* [What to produce]:
Write back each entry precisely as it is given.

Records contained in a dataset:

————————

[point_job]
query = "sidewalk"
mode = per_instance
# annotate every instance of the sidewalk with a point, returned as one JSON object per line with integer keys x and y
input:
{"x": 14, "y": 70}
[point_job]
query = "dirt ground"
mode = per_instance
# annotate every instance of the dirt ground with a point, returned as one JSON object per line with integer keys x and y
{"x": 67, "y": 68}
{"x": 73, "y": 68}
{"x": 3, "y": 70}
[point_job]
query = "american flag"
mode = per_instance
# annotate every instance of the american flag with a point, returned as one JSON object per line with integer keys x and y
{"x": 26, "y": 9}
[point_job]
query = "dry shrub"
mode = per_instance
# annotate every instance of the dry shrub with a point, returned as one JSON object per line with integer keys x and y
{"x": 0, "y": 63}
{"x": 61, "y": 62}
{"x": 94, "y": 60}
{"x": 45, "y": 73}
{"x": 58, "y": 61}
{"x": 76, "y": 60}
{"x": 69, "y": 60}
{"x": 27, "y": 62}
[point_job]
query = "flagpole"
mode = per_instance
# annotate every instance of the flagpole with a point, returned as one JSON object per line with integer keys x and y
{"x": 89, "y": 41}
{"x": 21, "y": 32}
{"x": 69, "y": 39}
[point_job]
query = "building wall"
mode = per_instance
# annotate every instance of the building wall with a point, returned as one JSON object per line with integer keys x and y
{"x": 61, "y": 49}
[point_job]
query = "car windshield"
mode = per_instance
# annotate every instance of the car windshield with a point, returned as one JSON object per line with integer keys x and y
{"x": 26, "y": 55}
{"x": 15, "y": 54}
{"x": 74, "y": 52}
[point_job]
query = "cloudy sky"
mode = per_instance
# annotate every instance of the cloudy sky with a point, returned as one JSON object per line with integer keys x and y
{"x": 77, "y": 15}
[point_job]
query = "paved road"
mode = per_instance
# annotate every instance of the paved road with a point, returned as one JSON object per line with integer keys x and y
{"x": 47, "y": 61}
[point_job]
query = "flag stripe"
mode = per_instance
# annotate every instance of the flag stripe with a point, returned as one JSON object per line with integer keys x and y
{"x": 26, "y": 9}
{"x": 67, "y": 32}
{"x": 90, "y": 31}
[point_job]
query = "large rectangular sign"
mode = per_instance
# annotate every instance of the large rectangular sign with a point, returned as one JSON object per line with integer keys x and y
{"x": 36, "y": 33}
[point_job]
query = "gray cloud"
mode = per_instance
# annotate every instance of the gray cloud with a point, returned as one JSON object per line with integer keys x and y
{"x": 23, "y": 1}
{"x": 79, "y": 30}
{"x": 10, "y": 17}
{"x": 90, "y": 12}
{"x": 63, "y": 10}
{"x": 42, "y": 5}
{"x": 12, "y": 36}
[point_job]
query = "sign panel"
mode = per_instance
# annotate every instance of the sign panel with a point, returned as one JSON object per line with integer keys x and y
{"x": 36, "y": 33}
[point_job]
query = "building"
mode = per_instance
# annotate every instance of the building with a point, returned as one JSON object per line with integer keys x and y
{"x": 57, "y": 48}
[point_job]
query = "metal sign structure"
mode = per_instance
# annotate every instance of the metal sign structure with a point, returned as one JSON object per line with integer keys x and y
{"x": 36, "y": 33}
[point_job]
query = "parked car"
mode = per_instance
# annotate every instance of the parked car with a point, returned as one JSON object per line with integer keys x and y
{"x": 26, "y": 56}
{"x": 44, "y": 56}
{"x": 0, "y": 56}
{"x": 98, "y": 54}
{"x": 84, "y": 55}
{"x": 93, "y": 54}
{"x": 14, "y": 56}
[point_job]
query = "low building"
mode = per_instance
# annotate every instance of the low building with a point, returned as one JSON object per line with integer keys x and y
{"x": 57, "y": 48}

————————

* [Task answer]:
[point_job]
query = "sidewalk"
mode = per_instance
# annotate every instance of the sidewalk with a point, returned as one JSON object per line with integer keys x and y
input:
{"x": 14, "y": 70}
[point_job]
query = "dirt ground"
mode = per_instance
# annotate every instance of the dirt ground with a point, returned as one JSON object per line with integer keys x and y
{"x": 67, "y": 68}
{"x": 73, "y": 68}
{"x": 3, "y": 70}
[point_job]
query = "american flag"
mode = per_instance
# annotate every instance of the american flag with a point, returned as one JSON object per line with integer keys x and y
{"x": 26, "y": 9}
[point_job]
query = "dry shrub"
mode = per_instance
# annotate every instance of the dry shrub with a point, returned as one JSON object per line with integer keys x and y
{"x": 0, "y": 63}
{"x": 61, "y": 62}
{"x": 94, "y": 60}
{"x": 45, "y": 73}
{"x": 58, "y": 61}
{"x": 76, "y": 60}
{"x": 69, "y": 60}
{"x": 27, "y": 62}
[point_job]
query = "flagpole"
mode = per_instance
# annotate every instance of the flagpole with a point, returned as one JSON object per line with integer keys x and y
{"x": 89, "y": 41}
{"x": 21, "y": 32}
{"x": 69, "y": 39}
[point_job]
query = "building wall"
mode = per_instance
# annotate every instance of the building wall with a point, returned as one JSON object per line with integer keys x and y
{"x": 61, "y": 49}
[point_job]
query = "car windshield"
mode = per_instance
# annotate every instance of the car windshield with a point, returned as one JSON object per line with integer keys x and y
{"x": 26, "y": 55}
{"x": 15, "y": 54}
{"x": 74, "y": 52}
[point_job]
query = "cloudy sky"
mode = per_instance
# annotate every instance of the cloudy sky with a point, returned as one JSON object per line with integer keys x and y
{"x": 77, "y": 15}
[point_job]
query = "paved road"
mode = per_instance
# annotate every instance of the paved road with a point, returned as one JSON object per line with integer keys x and y
{"x": 47, "y": 61}
[point_job]
query = "flag stripe"
mode = per_instance
# annotate every instance of the flag stripe with a point, returned as one JSON object per line with integer keys x and y
{"x": 26, "y": 9}
{"x": 67, "y": 32}
{"x": 90, "y": 31}
[point_job]
query = "large rectangular sign"
mode = per_instance
# annotate every instance of the large rectangular sign with a point, returned as one JSON object per line with integer keys x and y
{"x": 36, "y": 33}
[point_job]
query = "gray cloud"
mode = per_instance
# annotate every instance of the gray cloud with a point, returned as one JSON object per line with integer keys x and y
{"x": 23, "y": 1}
{"x": 79, "y": 30}
{"x": 10, "y": 17}
{"x": 90, "y": 12}
{"x": 63, "y": 10}
{"x": 42, "y": 5}
{"x": 12, "y": 36}
[point_job]
query = "sign panel"
mode = per_instance
# annotate every instance of the sign panel with a point, returned as one JSON object per line with integer keys x and y
{"x": 36, "y": 33}
[point_job]
query = "building"
mode = per_instance
# annotate every instance of the building with a point, returned as one JSON object per line with integer keys x and y
{"x": 57, "y": 48}
[point_job]
query = "metal sign structure"
mode = per_instance
# annotate every instance of the metal sign structure with a point, returned as one JSON object per line with integer keys x and y
{"x": 36, "y": 33}
[point_job]
query = "parked car"
mode = per_instance
# annotate every instance of the parked car with a point, returned as one JSON object per line with integer keys x and y
{"x": 26, "y": 56}
{"x": 44, "y": 56}
{"x": 0, "y": 56}
{"x": 98, "y": 54}
{"x": 84, "y": 55}
{"x": 93, "y": 54}
{"x": 14, "y": 56}
[point_job]
query = "low building"
mode = per_instance
# annotate every instance of the low building with a point, returned as one JSON object per line with integer keys x and y
{"x": 57, "y": 48}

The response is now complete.